**Description of the task:** From the records below, pull out the part that opens with the line containing "mark the gothic spire -- a dot per instance" and runs through the end of the records, including both ends. Copy those lines exactly, and leave the pictures out of your answer.

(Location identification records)

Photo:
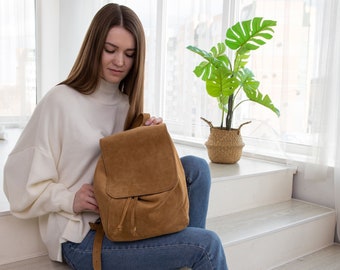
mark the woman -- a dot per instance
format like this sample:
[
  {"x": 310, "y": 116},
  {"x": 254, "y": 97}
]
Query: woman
[{"x": 49, "y": 173}]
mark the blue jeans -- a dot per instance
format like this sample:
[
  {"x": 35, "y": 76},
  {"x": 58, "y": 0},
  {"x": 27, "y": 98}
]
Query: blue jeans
[{"x": 194, "y": 247}]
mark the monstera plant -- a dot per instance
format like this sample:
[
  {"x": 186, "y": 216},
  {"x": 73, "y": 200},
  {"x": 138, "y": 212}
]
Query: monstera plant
[{"x": 226, "y": 79}]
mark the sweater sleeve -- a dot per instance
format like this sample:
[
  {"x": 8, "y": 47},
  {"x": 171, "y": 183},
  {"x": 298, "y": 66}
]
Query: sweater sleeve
[
  {"x": 31, "y": 180},
  {"x": 31, "y": 185}
]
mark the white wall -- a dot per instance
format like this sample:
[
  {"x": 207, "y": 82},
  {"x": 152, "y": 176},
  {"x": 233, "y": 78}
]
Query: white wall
[{"x": 62, "y": 25}]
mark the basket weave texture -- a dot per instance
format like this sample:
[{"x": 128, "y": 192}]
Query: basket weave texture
[{"x": 224, "y": 146}]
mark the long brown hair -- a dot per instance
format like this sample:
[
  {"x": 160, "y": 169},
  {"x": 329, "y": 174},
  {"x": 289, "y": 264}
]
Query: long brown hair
[{"x": 84, "y": 75}]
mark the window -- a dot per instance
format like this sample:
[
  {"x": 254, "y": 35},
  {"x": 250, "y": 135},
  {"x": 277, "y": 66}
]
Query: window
[
  {"x": 286, "y": 67},
  {"x": 17, "y": 65}
]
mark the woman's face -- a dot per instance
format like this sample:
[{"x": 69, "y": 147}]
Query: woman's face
[{"x": 118, "y": 54}]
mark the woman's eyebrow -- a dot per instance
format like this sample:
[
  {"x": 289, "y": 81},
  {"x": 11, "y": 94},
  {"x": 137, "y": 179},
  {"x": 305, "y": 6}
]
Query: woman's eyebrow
[{"x": 113, "y": 45}]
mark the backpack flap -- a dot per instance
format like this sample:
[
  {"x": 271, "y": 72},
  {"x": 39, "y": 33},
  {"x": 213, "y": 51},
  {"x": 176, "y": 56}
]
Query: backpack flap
[{"x": 152, "y": 151}]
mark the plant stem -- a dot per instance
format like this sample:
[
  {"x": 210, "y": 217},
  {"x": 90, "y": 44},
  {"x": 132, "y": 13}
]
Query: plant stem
[{"x": 230, "y": 112}]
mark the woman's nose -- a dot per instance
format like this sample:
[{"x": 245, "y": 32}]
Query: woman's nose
[{"x": 118, "y": 60}]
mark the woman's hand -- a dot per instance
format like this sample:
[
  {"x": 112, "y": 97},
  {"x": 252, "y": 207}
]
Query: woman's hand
[
  {"x": 84, "y": 200},
  {"x": 153, "y": 121}
]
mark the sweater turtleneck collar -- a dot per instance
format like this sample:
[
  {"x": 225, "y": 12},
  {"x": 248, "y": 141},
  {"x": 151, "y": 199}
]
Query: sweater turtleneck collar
[{"x": 108, "y": 93}]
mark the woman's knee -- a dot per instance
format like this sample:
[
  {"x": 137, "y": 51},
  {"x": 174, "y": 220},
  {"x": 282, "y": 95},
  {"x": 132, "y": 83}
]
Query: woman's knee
[{"x": 196, "y": 168}]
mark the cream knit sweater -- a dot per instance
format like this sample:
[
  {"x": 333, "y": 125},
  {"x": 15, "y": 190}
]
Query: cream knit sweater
[{"x": 56, "y": 154}]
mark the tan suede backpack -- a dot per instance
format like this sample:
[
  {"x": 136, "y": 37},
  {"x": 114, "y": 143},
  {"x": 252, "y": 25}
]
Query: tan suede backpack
[{"x": 139, "y": 185}]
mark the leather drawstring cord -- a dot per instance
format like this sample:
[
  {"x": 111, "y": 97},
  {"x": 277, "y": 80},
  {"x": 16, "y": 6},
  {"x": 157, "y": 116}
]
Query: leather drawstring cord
[{"x": 126, "y": 207}]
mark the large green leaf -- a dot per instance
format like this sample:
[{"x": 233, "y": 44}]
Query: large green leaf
[
  {"x": 221, "y": 85},
  {"x": 215, "y": 59},
  {"x": 250, "y": 87},
  {"x": 250, "y": 34}
]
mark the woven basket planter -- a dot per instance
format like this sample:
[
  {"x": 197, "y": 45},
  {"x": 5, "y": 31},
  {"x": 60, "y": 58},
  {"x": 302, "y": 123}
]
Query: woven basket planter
[{"x": 224, "y": 146}]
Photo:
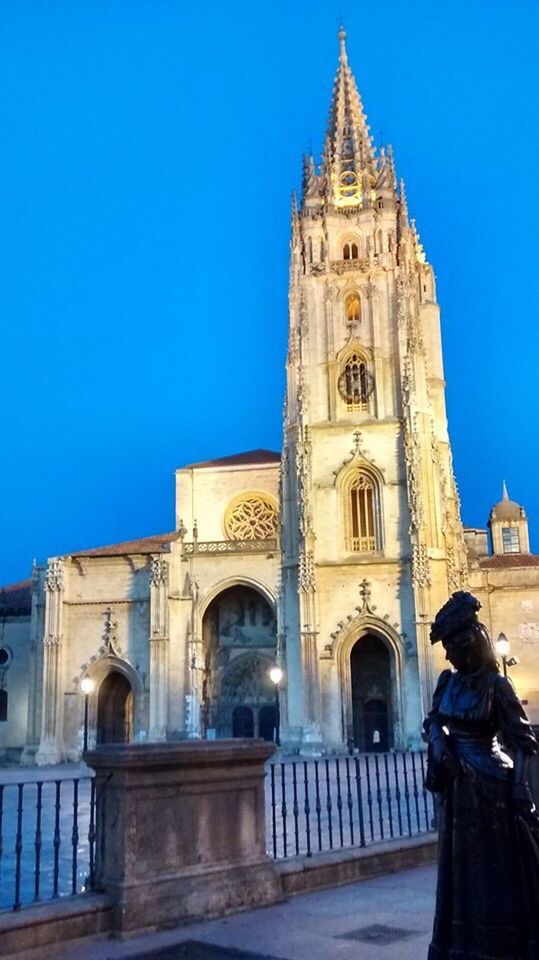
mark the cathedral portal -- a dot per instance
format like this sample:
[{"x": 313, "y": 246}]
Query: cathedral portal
[
  {"x": 239, "y": 637},
  {"x": 115, "y": 709},
  {"x": 372, "y": 709}
]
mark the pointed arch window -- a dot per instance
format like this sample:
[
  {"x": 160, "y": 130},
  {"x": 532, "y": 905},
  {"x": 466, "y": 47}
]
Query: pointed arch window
[
  {"x": 355, "y": 383},
  {"x": 350, "y": 250},
  {"x": 353, "y": 308},
  {"x": 362, "y": 514}
]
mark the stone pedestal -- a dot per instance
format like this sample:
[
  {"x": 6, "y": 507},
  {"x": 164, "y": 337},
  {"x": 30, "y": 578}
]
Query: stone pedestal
[{"x": 181, "y": 830}]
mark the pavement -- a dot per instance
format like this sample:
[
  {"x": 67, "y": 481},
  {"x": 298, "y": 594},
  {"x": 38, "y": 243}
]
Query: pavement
[{"x": 387, "y": 918}]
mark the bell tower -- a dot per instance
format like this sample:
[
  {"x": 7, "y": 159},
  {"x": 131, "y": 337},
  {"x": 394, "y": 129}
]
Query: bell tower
[{"x": 371, "y": 535}]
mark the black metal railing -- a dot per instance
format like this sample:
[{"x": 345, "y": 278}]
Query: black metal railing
[
  {"x": 313, "y": 806},
  {"x": 47, "y": 840}
]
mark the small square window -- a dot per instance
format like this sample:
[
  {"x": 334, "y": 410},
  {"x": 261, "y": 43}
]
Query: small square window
[{"x": 510, "y": 540}]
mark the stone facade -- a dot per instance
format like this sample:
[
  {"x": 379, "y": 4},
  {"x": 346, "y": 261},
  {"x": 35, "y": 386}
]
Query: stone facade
[{"x": 329, "y": 559}]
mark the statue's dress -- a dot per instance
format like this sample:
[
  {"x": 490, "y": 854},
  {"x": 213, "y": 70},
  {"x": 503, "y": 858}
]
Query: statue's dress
[{"x": 487, "y": 898}]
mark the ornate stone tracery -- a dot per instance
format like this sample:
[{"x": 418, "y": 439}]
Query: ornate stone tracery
[{"x": 252, "y": 516}]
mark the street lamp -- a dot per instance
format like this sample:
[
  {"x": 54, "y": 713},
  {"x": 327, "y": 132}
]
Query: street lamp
[
  {"x": 87, "y": 686},
  {"x": 276, "y": 675},
  {"x": 503, "y": 649}
]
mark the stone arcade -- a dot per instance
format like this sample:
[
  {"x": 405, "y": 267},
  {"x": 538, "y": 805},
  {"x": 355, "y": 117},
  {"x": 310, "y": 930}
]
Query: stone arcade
[{"x": 330, "y": 558}]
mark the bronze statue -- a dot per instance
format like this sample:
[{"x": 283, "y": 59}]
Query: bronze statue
[{"x": 487, "y": 898}]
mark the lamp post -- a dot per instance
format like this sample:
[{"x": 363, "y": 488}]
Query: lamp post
[
  {"x": 503, "y": 649},
  {"x": 276, "y": 675},
  {"x": 87, "y": 686}
]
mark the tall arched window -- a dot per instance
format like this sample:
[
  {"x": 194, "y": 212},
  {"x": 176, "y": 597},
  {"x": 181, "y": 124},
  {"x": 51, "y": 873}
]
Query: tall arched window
[
  {"x": 361, "y": 525},
  {"x": 356, "y": 383},
  {"x": 353, "y": 308},
  {"x": 350, "y": 250}
]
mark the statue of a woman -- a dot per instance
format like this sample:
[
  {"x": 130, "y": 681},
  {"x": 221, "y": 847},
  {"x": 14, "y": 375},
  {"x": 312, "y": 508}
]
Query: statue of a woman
[{"x": 487, "y": 899}]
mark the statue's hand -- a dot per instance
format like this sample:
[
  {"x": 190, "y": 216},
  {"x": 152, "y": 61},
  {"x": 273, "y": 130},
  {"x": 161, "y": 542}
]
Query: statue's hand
[
  {"x": 443, "y": 755},
  {"x": 523, "y": 800}
]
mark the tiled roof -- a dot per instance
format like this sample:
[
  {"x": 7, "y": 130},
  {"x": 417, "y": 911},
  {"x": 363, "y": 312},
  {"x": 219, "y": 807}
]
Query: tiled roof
[
  {"x": 509, "y": 560},
  {"x": 238, "y": 459},
  {"x": 16, "y": 599},
  {"x": 156, "y": 544}
]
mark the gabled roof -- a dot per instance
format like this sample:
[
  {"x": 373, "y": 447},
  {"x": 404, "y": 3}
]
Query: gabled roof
[
  {"x": 238, "y": 459},
  {"x": 509, "y": 560},
  {"x": 16, "y": 599},
  {"x": 155, "y": 544}
]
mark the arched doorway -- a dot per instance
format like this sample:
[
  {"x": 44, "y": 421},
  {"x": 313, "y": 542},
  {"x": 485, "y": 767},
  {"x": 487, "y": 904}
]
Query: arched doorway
[
  {"x": 267, "y": 722},
  {"x": 372, "y": 709},
  {"x": 239, "y": 636},
  {"x": 243, "y": 722},
  {"x": 115, "y": 709}
]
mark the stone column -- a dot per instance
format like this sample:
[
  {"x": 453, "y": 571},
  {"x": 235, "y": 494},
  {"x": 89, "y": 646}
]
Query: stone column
[
  {"x": 181, "y": 830},
  {"x": 159, "y": 649},
  {"x": 51, "y": 742}
]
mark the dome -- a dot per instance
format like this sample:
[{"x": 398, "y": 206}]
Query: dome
[{"x": 507, "y": 509}]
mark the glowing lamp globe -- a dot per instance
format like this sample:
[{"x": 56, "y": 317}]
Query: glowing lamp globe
[
  {"x": 276, "y": 675},
  {"x": 502, "y": 645}
]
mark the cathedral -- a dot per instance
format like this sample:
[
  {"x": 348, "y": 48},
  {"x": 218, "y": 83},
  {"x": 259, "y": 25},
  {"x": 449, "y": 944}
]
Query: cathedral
[{"x": 327, "y": 559}]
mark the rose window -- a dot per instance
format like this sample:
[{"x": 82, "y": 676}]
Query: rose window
[{"x": 252, "y": 518}]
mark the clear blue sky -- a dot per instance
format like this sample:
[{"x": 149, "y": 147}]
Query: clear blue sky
[{"x": 149, "y": 151}]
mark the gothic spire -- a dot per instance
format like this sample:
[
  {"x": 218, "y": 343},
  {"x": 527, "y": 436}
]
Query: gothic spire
[{"x": 349, "y": 161}]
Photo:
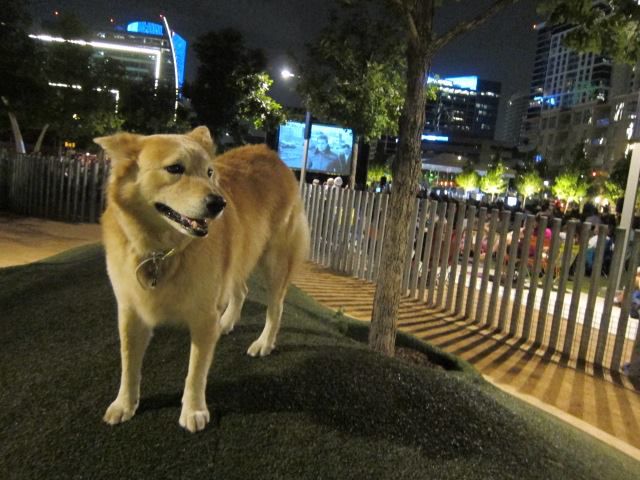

**Output of the exercise:**
mark the gothic spire -- a dot per instance
format like this sample:
[
  {"x": 218, "y": 343},
  {"x": 527, "y": 436}
]
Query: gothic spire
[{"x": 349, "y": 161}]
Photo:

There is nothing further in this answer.